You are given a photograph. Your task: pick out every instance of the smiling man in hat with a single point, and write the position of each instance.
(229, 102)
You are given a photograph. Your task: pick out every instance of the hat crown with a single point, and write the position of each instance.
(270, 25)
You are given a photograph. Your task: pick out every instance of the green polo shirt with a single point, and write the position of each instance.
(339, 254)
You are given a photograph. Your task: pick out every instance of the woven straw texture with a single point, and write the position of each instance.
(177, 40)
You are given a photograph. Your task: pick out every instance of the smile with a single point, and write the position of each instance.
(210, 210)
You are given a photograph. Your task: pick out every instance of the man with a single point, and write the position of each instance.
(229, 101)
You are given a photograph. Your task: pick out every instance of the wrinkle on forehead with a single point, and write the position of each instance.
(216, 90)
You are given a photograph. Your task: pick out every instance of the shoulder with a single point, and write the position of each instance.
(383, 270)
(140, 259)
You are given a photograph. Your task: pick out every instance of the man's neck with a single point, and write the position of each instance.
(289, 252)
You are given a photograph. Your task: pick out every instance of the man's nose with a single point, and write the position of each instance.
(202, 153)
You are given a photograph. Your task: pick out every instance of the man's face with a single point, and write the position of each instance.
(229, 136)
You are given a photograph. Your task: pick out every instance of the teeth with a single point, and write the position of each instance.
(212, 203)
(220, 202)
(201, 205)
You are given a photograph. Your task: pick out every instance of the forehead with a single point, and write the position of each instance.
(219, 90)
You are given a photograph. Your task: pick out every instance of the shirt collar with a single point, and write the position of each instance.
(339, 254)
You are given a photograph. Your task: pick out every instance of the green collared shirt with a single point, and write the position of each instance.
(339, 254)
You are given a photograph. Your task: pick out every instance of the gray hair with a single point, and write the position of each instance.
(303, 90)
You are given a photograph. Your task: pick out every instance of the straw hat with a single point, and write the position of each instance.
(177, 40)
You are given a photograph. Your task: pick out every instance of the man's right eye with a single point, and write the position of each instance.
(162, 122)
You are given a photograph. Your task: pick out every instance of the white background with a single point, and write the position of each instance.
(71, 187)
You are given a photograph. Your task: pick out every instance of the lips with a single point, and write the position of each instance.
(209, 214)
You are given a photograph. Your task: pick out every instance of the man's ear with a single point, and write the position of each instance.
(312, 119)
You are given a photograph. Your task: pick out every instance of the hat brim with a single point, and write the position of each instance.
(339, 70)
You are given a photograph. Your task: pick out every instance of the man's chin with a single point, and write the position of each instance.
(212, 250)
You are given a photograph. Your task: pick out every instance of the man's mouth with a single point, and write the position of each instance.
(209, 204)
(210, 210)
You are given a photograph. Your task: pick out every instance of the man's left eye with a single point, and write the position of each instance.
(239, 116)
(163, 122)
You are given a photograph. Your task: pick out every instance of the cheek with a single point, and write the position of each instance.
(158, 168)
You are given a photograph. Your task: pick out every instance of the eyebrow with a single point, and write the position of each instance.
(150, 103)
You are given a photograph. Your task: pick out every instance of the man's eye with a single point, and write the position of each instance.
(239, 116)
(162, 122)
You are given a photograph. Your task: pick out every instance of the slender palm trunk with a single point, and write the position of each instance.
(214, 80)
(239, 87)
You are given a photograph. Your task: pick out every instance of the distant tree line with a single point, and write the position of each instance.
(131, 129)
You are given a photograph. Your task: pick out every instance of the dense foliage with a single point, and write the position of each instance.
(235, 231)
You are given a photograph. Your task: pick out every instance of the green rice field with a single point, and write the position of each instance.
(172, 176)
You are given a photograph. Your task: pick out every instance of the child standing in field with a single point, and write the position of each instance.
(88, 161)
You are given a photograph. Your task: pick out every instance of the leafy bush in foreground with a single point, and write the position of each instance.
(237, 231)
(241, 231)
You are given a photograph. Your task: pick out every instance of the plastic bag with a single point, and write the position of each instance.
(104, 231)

▶ Exercise instructions
Print the whole listing exactly as it is.

▶ Expected answer
You are given a photograph. Your task: pick out every instance of the smiling man in hat with a single point, and write the position of each instance.
(229, 102)
You are given a photograph. Your task: pick out every instance of the hat crown with a single point, and write the position of each instance.
(270, 25)
You are given a photograph. Your task: pick out every instance of the green polo shirt with a single point, and write the position of each instance.
(339, 254)
You are given a photograph. Your task: pick out every instance of the woven straw texture with a single point, and write the position of each instance.
(177, 40)
You are given a photograph. Your task: pick out every instance of the smile with a single point, and write the position of each instance.
(210, 210)
You are given a photograph. Your task: pick out every instance of the man with a single point, and write the position of each instance.
(229, 101)
You are given a photograph. Your task: pick out every instance of the wrinkle on forehead with a single point, and write the position of each instance.
(216, 90)
You are given a photograph. Your task: pick out every instance of the shoulder with a single point, and write the position of each instance.
(383, 270)
(140, 259)
You are given a photograph. Your task: pick out every instance of the man's neck with a single point, and write the position of each instance.
(289, 252)
You are given a photograph. Your task: pick out every instance of the man's nose with a single point, and write the position of each instance.
(202, 153)
You are given a photograph. Your task: pick out every instance of the man's face with a single point, and write the position of each instance.
(229, 136)
You are given a photograph. Your task: pick out every instance of the teeth with a single point, and write the position of each instance.
(212, 203)
(220, 202)
(201, 205)
You are given a photograph. Your task: pick out every instance of the forehead with a single point, and write the position of each instance.
(219, 90)
You are given a photograph. Your task: pick out every instance of the shirt collar with a single point, and write the position of each instance.
(339, 254)
You are given a photograph. Your task: pick out every instance of the green collared shirt with a single point, and write the position of each instance.
(339, 254)
You are given a photograph. Your task: pick out every instance of the gray hair with a single point, and write the position of each instance.
(303, 90)
You are given a photograph. Your task: pick out every instance of the straw hat with a single point, and write the position of each instance.
(177, 40)
You are given a photograph. Your task: pick out every instance of the man's right eye with a single point, and write the position of each instance.
(162, 122)
You are given a photograph. Your task: pick out every instance of the white background with a single point, and write the position of each instance.
(71, 187)
You are given a photograph. Your task: pick out every instance of the lips with a single point, and write the position of each instance.
(209, 214)
You are given a photograph. Your task: pick out every instance of the man's ear with a single point, and write the position of each instance.
(312, 119)
You are given a photograph. Your task: pick out every instance of the hat brim with a single point, and write the position of each instance.
(339, 70)
You are given a photograph. Your task: pick out every instance of the man's chin with a single point, and write the position of each instance.
(212, 250)
You are given a photograph. Your task: pick out every instance of the man's mouth with a single point, and write the position of each instance.
(209, 204)
(210, 210)
You are given a photograph. Your task: pick out every instance of the man's left eye with a single point, and write the position of each instance.
(239, 116)
(163, 122)
You are given a photograph. Your task: pick out every instance of the cheek with a single point, and write the position of each instance.
(158, 168)
You are given a photograph. Your task: pick out every instance of the eyebrow with a single point, and write the position of each instance.
(150, 103)
You are given a photograph. Your task: pick out every instance of the man's eye with a single point, and write the position of each instance.
(239, 116)
(162, 122)
You are given a photograph. Your task: pick out every instance of the slender palm trunk with a single point, and write the position of each instance.
(214, 80)
(239, 87)
You are given a photograph. Your task: pick out every instance of the distant tree line with a single point, and write the position of each instance.
(131, 129)
You are given a photograph. Your task: pick out every instance of the dense foliage with a single point, and write the position of each instance.
(235, 231)
You are given a photograph. Your task: pick out every instance of the green rice field with a single point, and write the position of each instance.
(172, 176)
You are given a photograph. Your task: pick out every instance of the child standing in field with a single point, and write the position of each instance.
(88, 161)
You are given a photograph. Your task: pick out every instance of the leafy bush in foreground with a single point, and write the position of each instance.
(237, 231)
(241, 231)
You are given a photograph. Your task: pick out every instance of the plastic bag with a single point, and write the position of each instance.
(104, 231)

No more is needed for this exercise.